**Required work**
Reproduce only the lines that begin at the line with "Here is your task: find all instances of wood plank" and run to the end of the entries; omit every picture.

**Data for the task**
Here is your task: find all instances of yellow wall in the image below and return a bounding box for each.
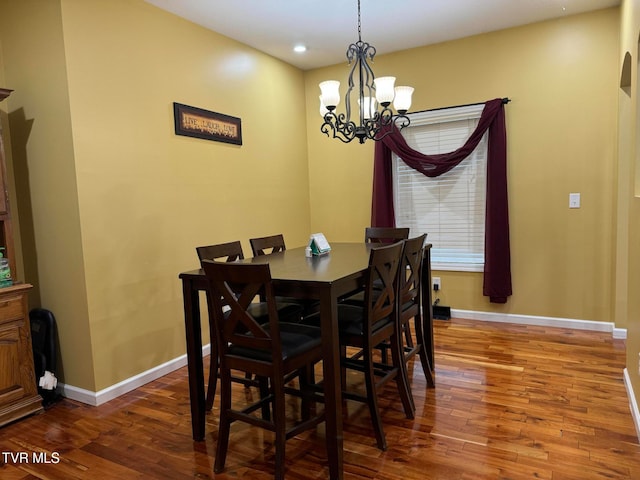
[0,0,311,391]
[0,0,95,389]
[619,0,640,419]
[306,8,620,323]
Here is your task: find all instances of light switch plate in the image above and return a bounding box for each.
[569,193,581,209]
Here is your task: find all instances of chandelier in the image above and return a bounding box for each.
[319,0,414,144]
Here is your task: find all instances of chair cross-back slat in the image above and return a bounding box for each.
[205,261,280,356]
[368,258,398,323]
[217,282,271,350]
[367,244,401,321]
[399,234,426,305]
[250,234,286,256]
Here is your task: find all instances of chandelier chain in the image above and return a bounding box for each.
[357,0,361,42]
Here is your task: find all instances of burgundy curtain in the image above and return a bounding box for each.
[371,98,512,303]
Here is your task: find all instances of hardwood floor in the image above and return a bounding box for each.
[1,317,639,479]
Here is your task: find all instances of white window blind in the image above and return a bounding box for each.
[393,104,487,271]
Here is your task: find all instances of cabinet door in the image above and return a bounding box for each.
[0,286,42,426]
[0,323,36,406]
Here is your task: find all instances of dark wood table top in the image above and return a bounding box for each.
[181,242,374,284]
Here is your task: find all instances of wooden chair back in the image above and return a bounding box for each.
[250,234,286,256]
[363,242,403,335]
[196,240,244,262]
[364,227,410,244]
[399,234,427,309]
[202,260,283,364]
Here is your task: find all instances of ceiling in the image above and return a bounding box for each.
[144,0,620,70]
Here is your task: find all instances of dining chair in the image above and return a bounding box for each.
[196,241,304,410]
[399,235,429,370]
[202,260,325,480]
[303,241,414,451]
[250,234,287,256]
[249,234,320,316]
[381,234,433,393]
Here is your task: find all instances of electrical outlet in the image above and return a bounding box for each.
[433,277,441,291]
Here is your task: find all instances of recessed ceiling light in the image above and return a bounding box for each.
[293,45,307,53]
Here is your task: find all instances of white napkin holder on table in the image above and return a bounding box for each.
[308,233,331,256]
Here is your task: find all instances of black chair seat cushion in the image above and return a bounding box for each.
[302,305,391,337]
[335,304,392,336]
[340,279,384,306]
[228,323,321,362]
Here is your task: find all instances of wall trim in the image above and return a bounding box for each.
[60,343,211,406]
[59,309,629,407]
[452,309,627,338]
[623,368,640,442]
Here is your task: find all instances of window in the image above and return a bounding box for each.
[392,104,488,271]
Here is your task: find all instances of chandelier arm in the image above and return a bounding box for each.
[362,118,379,140]
[378,107,395,126]
[321,112,357,143]
[393,115,411,130]
[370,113,411,142]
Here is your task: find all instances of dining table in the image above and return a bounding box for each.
[178,242,433,480]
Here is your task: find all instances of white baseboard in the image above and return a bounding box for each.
[59,309,629,407]
[60,343,211,406]
[623,368,640,441]
[451,309,627,339]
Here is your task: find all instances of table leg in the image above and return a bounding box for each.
[182,278,206,441]
[319,287,343,480]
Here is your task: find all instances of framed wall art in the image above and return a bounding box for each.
[173,102,242,145]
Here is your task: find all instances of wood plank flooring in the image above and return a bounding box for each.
[1,317,639,479]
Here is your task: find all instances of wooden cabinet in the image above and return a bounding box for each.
[0,90,41,426]
[0,283,42,426]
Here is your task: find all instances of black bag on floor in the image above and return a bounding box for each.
[30,308,59,407]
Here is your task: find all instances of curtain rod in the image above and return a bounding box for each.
[411,97,511,115]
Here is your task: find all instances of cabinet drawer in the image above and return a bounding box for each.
[0,296,24,323]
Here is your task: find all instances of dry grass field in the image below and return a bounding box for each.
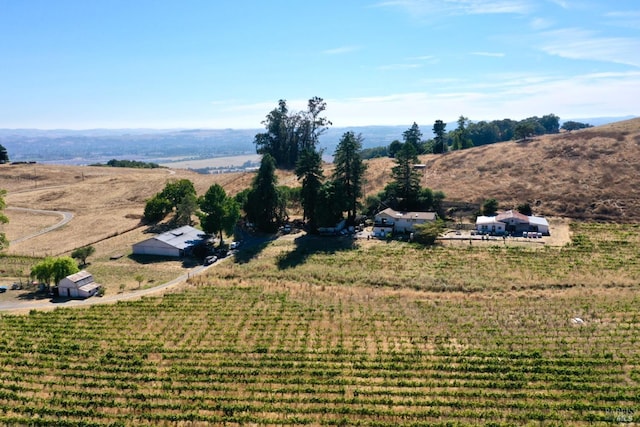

**Written response**
Here is your task: find all instances of wood plank flooring in the image above and return a bounding box for each.
[1,317,639,479]
Here is your task: find all instances of wooden cabinet in the image above and return a bounding box for each.
[0,90,41,426]
[0,283,42,426]
Here is your task: find all instances of black bag on floor in the image above and return a bounding box for each.
[30,308,59,407]
Here is your task: find all instances of curtain rod in the image above and return a bounding box for each.
[411,97,511,115]
Here is your task: find all instances of cabinet drawer in the image above and return a bounding box for each.
[0,296,24,323]
Here is your task: find all instances of dry grass field in the image below and return a bounding box for each.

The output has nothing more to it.